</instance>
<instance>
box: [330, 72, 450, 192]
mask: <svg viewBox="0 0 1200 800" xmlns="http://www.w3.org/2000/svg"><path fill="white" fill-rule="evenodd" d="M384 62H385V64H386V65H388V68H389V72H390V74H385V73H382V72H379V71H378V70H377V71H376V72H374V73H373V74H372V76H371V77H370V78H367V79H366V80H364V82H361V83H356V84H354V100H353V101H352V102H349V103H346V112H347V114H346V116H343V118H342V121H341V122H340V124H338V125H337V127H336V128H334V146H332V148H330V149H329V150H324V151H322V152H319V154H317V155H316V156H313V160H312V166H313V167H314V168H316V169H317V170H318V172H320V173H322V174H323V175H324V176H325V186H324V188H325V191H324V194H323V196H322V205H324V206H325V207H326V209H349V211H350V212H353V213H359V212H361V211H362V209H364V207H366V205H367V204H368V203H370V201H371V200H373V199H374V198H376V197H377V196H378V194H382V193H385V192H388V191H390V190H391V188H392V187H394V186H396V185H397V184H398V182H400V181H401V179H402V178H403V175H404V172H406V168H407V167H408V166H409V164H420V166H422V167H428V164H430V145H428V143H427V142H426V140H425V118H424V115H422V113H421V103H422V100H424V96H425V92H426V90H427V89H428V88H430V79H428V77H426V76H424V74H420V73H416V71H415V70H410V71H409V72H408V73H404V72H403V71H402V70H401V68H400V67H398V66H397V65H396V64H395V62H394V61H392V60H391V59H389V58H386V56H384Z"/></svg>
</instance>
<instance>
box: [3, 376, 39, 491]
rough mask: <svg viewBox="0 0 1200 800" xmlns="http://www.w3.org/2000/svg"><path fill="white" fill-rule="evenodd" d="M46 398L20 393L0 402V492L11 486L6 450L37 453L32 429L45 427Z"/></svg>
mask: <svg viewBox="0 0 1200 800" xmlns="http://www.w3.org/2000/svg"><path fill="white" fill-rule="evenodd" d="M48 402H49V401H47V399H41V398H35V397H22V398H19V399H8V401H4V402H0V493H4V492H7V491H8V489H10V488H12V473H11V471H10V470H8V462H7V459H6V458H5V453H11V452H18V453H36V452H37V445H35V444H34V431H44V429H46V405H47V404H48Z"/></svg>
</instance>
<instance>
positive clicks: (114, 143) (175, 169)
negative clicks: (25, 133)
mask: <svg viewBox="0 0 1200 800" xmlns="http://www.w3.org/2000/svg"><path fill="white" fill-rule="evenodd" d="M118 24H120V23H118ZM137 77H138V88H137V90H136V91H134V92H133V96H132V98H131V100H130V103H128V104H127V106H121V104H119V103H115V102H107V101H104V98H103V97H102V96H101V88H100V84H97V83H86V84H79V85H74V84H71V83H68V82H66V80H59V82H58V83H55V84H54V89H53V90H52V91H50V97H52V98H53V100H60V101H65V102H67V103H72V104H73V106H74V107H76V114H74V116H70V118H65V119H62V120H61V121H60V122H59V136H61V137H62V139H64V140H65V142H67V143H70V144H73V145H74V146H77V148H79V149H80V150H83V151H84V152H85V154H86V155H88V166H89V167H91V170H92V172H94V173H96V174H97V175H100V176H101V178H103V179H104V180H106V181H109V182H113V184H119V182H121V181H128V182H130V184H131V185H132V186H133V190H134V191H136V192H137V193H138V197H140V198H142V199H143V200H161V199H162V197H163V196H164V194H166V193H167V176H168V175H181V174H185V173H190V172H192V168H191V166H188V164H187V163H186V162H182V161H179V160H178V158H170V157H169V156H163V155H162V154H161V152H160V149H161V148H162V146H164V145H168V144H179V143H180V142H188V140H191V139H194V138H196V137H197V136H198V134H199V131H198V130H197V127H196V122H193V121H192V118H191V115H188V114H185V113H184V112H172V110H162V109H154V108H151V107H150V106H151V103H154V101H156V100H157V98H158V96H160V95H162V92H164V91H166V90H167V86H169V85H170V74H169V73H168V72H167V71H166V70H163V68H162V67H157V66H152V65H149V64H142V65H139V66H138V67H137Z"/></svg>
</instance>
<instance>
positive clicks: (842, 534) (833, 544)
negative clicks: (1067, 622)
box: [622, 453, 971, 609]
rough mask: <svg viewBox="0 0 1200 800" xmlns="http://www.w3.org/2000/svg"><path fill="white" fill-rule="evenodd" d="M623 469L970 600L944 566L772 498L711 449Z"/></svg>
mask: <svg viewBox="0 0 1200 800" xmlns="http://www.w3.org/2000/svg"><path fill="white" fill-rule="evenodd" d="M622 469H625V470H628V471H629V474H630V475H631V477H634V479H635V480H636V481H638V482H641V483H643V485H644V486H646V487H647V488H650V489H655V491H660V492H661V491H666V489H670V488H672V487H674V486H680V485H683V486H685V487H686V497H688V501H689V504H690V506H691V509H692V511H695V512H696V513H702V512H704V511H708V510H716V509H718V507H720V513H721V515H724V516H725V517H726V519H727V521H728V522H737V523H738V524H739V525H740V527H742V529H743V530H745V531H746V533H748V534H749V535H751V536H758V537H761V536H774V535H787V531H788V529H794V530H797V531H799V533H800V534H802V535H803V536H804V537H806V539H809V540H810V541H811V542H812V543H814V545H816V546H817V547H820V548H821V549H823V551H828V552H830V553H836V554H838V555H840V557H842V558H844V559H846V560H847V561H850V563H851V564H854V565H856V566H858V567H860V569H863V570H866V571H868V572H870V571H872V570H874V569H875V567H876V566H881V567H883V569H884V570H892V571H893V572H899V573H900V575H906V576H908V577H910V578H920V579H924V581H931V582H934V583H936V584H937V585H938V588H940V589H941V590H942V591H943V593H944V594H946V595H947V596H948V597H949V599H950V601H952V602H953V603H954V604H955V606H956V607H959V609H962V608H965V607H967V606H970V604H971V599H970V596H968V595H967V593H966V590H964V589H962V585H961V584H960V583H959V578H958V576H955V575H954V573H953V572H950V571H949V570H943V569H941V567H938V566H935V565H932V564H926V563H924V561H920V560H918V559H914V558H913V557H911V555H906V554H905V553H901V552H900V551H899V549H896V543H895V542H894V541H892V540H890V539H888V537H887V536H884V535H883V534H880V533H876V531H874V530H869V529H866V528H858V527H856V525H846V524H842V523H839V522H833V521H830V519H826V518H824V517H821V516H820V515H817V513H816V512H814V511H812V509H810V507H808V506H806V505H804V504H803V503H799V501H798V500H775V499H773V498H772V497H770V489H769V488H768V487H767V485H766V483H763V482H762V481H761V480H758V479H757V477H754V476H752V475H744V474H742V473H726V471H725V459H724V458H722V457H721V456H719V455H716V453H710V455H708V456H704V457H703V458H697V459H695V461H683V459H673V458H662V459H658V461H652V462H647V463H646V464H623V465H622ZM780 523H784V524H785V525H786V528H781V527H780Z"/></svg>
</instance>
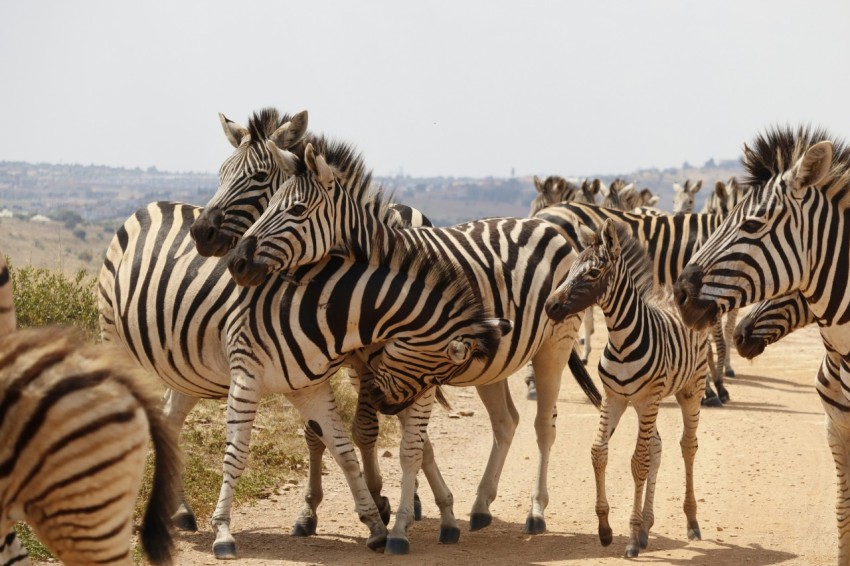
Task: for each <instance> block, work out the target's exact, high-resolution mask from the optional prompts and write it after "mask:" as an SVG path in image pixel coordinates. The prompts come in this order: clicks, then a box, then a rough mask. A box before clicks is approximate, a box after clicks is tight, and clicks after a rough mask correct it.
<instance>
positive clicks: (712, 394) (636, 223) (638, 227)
mask: <svg viewBox="0 0 850 566" xmlns="http://www.w3.org/2000/svg"><path fill="white" fill-rule="evenodd" d="M535 217H536V218H542V219H543V220H546V221H547V222H549V223H550V224H553V225H554V226H556V227H557V228H558V229H559V230H560V231H561V233H562V235H563V236H564V237H566V239H567V241H568V242H569V243H570V245H571V246H573V247H575V248H577V249H581V244H580V242H579V241H578V226H580V225H584V226H587V227H589V228H590V229H592V230H596V229H598V228H599V227H600V226H601V225H602V223H603V222H604V221H605V220H606V219H608V218H610V219H612V220H615V221H617V222H621V223H624V224H626V225H627V226H629V227H630V228H631V231H632V235H633V236H635V237H637V238H638V240H640V241H641V243H643V245H644V246H645V247H646V249H647V252H648V253H649V257H650V258H651V259H652V262H653V266H654V268H653V278H654V281H655V284H656V285H659V286H670V285H672V284H673V281H675V279H676V276H677V275H678V274H679V273H680V272H681V270H682V268H683V267H684V265H685V263H686V262H687V260H688V259H689V258H690V257H691V255H692V254H693V253H694V250H696V249H698V248H699V246H700V245H702V243H703V242H705V241H706V240H707V239H708V237H709V235H710V234H711V233H712V232H713V231H714V230H715V229H716V228H717V226H718V225H719V224H720V222H721V221H722V220H723V218H722V217H721V216H719V215H716V214H675V215H674V214H659V213H637V212H623V211H620V210H613V209H608V208H603V207H599V206H592V205H585V204H579V203H559V204H556V205H553V206H550V207H548V208H544V209H543V210H541V211H540V212H538V213H537V215H536V216H535ZM718 335H719V337H720V339H719V340H718V339H717V337H718ZM722 337H723V336H722V328H721V327H720V325H718V326H717V328H715V344H716V346H717V352H716V359H717V361H718V363H717V364H716V367H715V372H714V374H713V375H712V381H713V382H714V386H715V387H716V388H717V393H715V392H714V391H713V389H712V388H711V386H710V384H708V382H707V383H706V396H705V398H704V399H703V405H705V406H711V407H717V406H722V403H725V402H727V401H728V400H729V392H728V391H727V390H726V387H725V385H724V384H723V372H722V371H721V369H720V368H719V365H720V363H719V362H720V360H722V359H724V358H725V357H726V353H725V349H726V347H727V346H726V342H725V340H723V339H722Z"/></svg>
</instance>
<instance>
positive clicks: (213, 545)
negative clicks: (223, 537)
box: [213, 542, 236, 560]
mask: <svg viewBox="0 0 850 566" xmlns="http://www.w3.org/2000/svg"><path fill="white" fill-rule="evenodd" d="M213 554H215V557H216V558H218V559H219V560H236V543H235V542H217V543H215V544H213Z"/></svg>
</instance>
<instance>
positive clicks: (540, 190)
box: [534, 175, 546, 194]
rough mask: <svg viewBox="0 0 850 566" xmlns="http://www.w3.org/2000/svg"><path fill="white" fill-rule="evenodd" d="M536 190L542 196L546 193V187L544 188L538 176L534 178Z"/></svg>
mask: <svg viewBox="0 0 850 566" xmlns="http://www.w3.org/2000/svg"><path fill="white" fill-rule="evenodd" d="M534 188H535V189H537V192H538V193H540V194H543V193H544V192H546V187H544V186H543V181H541V180H540V178H539V177H537V175H535V176H534Z"/></svg>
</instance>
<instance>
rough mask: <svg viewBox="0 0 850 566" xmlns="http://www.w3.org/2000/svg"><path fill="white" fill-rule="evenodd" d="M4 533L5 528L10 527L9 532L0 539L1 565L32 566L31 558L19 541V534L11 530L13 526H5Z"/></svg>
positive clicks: (7, 532) (1, 535)
mask: <svg viewBox="0 0 850 566" xmlns="http://www.w3.org/2000/svg"><path fill="white" fill-rule="evenodd" d="M3 526H4V529H3V530H4V531H5V530H6V529H5V527H7V526H8V527H9V531H8V532H6V533H5V534H4V535H0V536H2V538H0V564H4V565H9V566H11V565H12V564H14V565H15V566H30V565H31V564H32V562H30V558H29V556H28V555H27V551H26V549H25V548H24V545H22V544H21V541H20V539H18V536H17V534H15V530H14V529H13V528H11V525H5V524H4V525H3ZM0 533H2V531H0Z"/></svg>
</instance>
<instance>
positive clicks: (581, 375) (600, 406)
mask: <svg viewBox="0 0 850 566" xmlns="http://www.w3.org/2000/svg"><path fill="white" fill-rule="evenodd" d="M569 366H570V371H571V372H573V377H574V378H575V380H576V381H577V382H578V384H579V387H581V390H582V391H584V394H585V395H587V398H588V399H590V402H591V403H593V405H594V406H595V407H596V408H597V409H600V408H602V394H601V393H599V389H597V388H596V384H595V383H594V382H593V380H592V379H591V378H590V374H589V373H587V366H586V365H584V363H582V361H581V357H580V356H579V355H578V352H576V350H575V348H573V349H572V351H571V352H570V361H569Z"/></svg>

Exercise requirements
Reprint the data above from the opening line to the line holding "box: [3, 376, 39, 491]", inclusive, and nothing else.

Your solution
</instance>
<instance>
box: [330, 72, 450, 192]
mask: <svg viewBox="0 0 1200 800" xmlns="http://www.w3.org/2000/svg"><path fill="white" fill-rule="evenodd" d="M384 62H385V64H386V65H388V68H389V72H390V74H385V73H382V72H379V71H378V70H377V71H376V72H374V73H373V74H372V76H371V77H370V78H367V79H366V80H364V82H361V83H356V84H354V100H353V101H352V102H349V103H346V112H347V114H346V116H343V118H342V121H341V122H340V124H338V125H337V127H336V128H334V146H332V148H330V149H329V150H324V151H322V152H319V154H317V155H316V156H313V160H312V166H313V167H314V168H316V169H317V170H318V172H320V173H322V174H323V175H324V176H325V186H324V188H325V191H324V194H323V196H322V205H324V206H325V207H326V209H349V211H350V212H353V213H359V212H361V211H362V209H364V207H366V205H367V204H368V203H370V201H371V200H373V199H374V198H376V197H377V196H378V194H382V193H385V192H388V191H390V190H391V188H392V187H394V186H396V185H397V184H398V182H400V181H401V179H402V178H403V175H404V172H406V168H407V167H408V166H409V164H420V166H422V167H428V164H430V145H428V143H427V142H426V140H425V118H424V115H422V113H421V103H422V100H424V96H425V92H426V90H427V89H428V88H430V79H428V77H426V76H424V74H420V73H416V71H415V70H410V71H409V72H408V73H404V72H403V71H402V70H401V68H400V67H398V66H397V65H396V64H395V62H394V61H392V60H391V59H389V58H386V56H384Z"/></svg>
</instance>
<instance>
box: [3, 376, 39, 491]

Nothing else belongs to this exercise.